WHAT THE TASK REQUIRES
Keep the pictures out of the copy and repeat the records exactly.

Items listed in a dataset
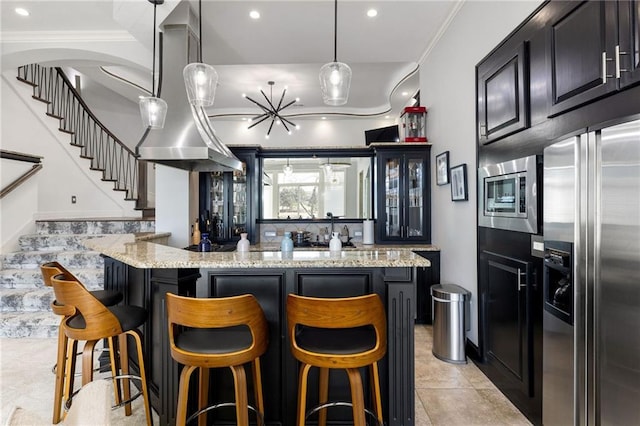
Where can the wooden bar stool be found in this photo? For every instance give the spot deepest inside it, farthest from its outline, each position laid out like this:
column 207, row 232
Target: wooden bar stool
column 337, row 333
column 92, row 321
column 106, row 297
column 217, row 332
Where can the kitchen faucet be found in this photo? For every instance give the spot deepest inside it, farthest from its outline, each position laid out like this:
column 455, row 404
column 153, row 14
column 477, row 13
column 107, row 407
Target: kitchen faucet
column 330, row 216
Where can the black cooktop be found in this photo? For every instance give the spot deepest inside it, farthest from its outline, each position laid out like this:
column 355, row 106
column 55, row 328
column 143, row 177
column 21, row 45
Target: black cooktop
column 214, row 247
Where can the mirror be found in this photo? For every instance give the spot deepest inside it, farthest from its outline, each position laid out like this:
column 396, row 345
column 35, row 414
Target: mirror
column 309, row 187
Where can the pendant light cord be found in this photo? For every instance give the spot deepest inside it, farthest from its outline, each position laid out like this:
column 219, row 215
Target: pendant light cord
column 335, row 31
column 200, row 30
column 153, row 75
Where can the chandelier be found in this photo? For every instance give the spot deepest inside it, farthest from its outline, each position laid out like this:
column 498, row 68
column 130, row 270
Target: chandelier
column 271, row 111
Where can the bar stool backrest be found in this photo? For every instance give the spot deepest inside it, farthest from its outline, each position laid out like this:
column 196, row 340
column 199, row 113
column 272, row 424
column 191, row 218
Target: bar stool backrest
column 98, row 322
column 49, row 270
column 217, row 312
column 336, row 313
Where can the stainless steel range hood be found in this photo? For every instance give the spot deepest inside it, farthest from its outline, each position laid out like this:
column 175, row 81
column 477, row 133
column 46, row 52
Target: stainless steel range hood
column 187, row 141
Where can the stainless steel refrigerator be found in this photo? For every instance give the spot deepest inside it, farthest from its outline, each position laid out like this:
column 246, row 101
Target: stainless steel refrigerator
column 591, row 322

OUTPUT
Where can the wooden bar stool be found in this photo? For every instance give the spot deepest inside it, farthest from its outline, each position laid out like this:
column 207, row 232
Target: wooden bar stool
column 337, row 333
column 92, row 321
column 106, row 297
column 217, row 332
Where can the kitchen faucet be found in this photo? For every instance give the spot deepest inside it, farthest from its outline, each position laid out like this:
column 455, row 404
column 153, row 14
column 477, row 13
column 107, row 407
Target: kitchen faucet
column 330, row 216
Where can the black cooktop be found in this photo? For every instance give the spot deepest inside it, farthest from its outline, each position laid out like this:
column 355, row 106
column 55, row 328
column 143, row 177
column 21, row 45
Target: black cooktop
column 214, row 247
Where can the mirror be found in this photo? For every instance give the spot deepest inside it, farthest from its outline, each position laid out like this:
column 396, row 345
column 35, row 414
Target: mirror
column 309, row 187
Where can the pendant light cord be found in this photo? For every instance give the spot deepest inside it, farthest from its outline, each position laid out like this:
column 219, row 215
Target: pendant light cord
column 335, row 31
column 200, row 30
column 153, row 75
Where can the chandelier be found in this photo? For every instance give the spot deepest inside it, farthest from its outline, each position laid out like this:
column 498, row 68
column 130, row 270
Target: chandelier
column 271, row 111
Where can the bar stool backrest be found in this photo? For every instance give the spot deepest inside it, farthest from its outline, each position laid out like this:
column 196, row 340
column 199, row 113
column 272, row 424
column 191, row 218
Target: bar stool backrest
column 98, row 322
column 49, row 270
column 217, row 312
column 336, row 313
Where can the stainless steel range hood be found in this photo? For every instance give the spot deepest inside it, farthest from its outline, each position laid out like this:
column 175, row 81
column 477, row 133
column 46, row 52
Target: stainless steel range hood
column 187, row 141
Where can the stainless steel refrigerator be found in this photo? For every instance give the spot deepest inside it, farthest from its outline, each position laid out like this:
column 246, row 101
Target: stainless steel refrigerator
column 591, row 322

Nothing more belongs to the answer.